Referring expression grounding data
------------

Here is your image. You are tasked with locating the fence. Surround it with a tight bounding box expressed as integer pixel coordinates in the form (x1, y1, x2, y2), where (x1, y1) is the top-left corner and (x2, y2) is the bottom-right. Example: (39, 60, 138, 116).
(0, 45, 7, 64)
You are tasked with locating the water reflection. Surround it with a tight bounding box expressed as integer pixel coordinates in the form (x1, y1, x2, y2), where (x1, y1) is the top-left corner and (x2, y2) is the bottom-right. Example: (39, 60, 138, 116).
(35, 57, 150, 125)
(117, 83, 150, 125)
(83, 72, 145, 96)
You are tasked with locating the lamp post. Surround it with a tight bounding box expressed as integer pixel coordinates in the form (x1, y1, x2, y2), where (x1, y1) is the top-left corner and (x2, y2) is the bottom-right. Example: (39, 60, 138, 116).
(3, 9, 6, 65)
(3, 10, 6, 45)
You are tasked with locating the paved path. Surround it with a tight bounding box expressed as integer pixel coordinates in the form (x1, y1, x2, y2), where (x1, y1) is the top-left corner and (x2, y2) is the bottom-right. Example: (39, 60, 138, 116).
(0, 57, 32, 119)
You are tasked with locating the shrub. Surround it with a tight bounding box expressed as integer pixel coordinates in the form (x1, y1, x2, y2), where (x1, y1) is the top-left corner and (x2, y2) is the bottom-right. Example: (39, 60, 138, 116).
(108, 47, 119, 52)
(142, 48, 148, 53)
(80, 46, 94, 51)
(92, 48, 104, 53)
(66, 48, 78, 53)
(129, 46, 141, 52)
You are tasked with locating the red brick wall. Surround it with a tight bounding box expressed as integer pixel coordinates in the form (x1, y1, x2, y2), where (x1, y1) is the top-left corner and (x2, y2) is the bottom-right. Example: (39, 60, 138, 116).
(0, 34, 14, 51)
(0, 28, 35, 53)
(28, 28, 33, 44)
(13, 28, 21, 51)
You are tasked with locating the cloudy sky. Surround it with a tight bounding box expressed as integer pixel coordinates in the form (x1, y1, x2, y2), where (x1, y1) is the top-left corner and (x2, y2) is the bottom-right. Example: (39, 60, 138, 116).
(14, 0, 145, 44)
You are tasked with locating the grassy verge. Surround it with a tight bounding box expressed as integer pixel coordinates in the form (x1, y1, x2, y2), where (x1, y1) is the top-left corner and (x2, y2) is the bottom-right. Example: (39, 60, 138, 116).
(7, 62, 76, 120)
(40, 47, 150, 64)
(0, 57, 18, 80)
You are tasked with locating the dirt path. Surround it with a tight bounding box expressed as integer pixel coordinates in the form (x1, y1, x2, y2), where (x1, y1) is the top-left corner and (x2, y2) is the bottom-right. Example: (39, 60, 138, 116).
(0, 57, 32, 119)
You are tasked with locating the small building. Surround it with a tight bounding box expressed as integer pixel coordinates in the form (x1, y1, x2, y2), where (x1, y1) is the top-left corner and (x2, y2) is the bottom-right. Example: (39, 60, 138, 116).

------------

Directions: Return every line above exactly as it stands.

The answer:
Here is your image. You are tasked with locating the fence. Surround it with a tight bounding box expressed as integer pixel coordinates in the form (x1, y1, x2, y2), where (x1, y1) is the top-left corner and (x2, y2) is the bottom-right. Example: (39, 60, 138, 116).
(0, 45, 7, 64)
You are tasked with locating the water reflection. Surround it with a tight bounding box expressed as integer pixel coordinates in the form (x1, y1, x2, y2), where (x1, y1) is the top-left corner and (x2, y2) is the bottom-right. Example: (39, 60, 138, 116).
(35, 57, 150, 125)
(117, 83, 150, 125)
(83, 72, 145, 96)
You are tasked with locating the lamp post. Surround it with a tight bounding box expressed as integer pixel coordinates in the form (x1, y1, x2, y2), where (x1, y1) is the top-left corner and (x2, y2) is the bottom-right. Example: (39, 60, 138, 116).
(3, 9, 6, 65)
(3, 10, 6, 45)
You are tasked with locating the paved path. Surround it with a tight bounding box expressed as integer pixel coordinates in the form (x1, y1, x2, y2), where (x1, y1) is the top-left corner and (x2, y2) is the bottom-right. Example: (39, 60, 138, 116).
(0, 57, 32, 119)
You are tasked with locating the shrub. Surround it with a tight bounding box expressed as integer pixel coordinates in the form (x1, y1, x2, y2), where (x1, y1) is the top-left corner and (x2, y2) is the bottom-right. Example: (39, 60, 138, 116).
(108, 47, 119, 52)
(142, 48, 148, 53)
(80, 46, 94, 51)
(92, 48, 104, 53)
(66, 48, 78, 53)
(129, 46, 141, 52)
You are tasked with locating the red brick wall. Surround it with a tight bounding box expressed as integer pixel coordinates in the form (x1, y1, x2, y2), where (x1, y1) is the top-left corner and (x2, y2) is the bottom-right. Example: (39, 60, 138, 116).
(0, 34, 14, 51)
(0, 28, 35, 53)
(28, 28, 33, 44)
(13, 28, 21, 51)
You are tasked with locating the cloudy sky. Surround it with a tight bounding box expressed as integer pixel coordinates in the form (x1, y1, x2, y2), where (x1, y1) is the top-left corner and (x2, y2) is the bottom-right. Example: (39, 60, 138, 116).
(14, 0, 145, 44)
You are tasked with locating the grassy verge. Surround it with a tight bounding box expressed as integer pixel coordinates in the form (x1, y1, x2, y2), where (x1, y1) is the top-left corner and (x2, y2) is the bottom-right. Example: (39, 60, 138, 116).
(7, 62, 76, 120)
(40, 47, 150, 64)
(0, 57, 18, 80)
You are tasked with locating the dirt path. Surround it with a tight bounding box expressed as integer pixel coordinates in the form (x1, y1, x2, y2), where (x1, y1) is the top-left corner and (x2, y2) is the bottom-right. Example: (39, 60, 138, 116).
(0, 57, 32, 119)
You are tasked with locating the small building. Surround it with a tight bounding box expressed as integer pixel coordinates in the form (x1, y1, x2, y2), where (x1, y1) is the top-left corner and (x2, y2) is the bottom-right. Example: (39, 60, 138, 116).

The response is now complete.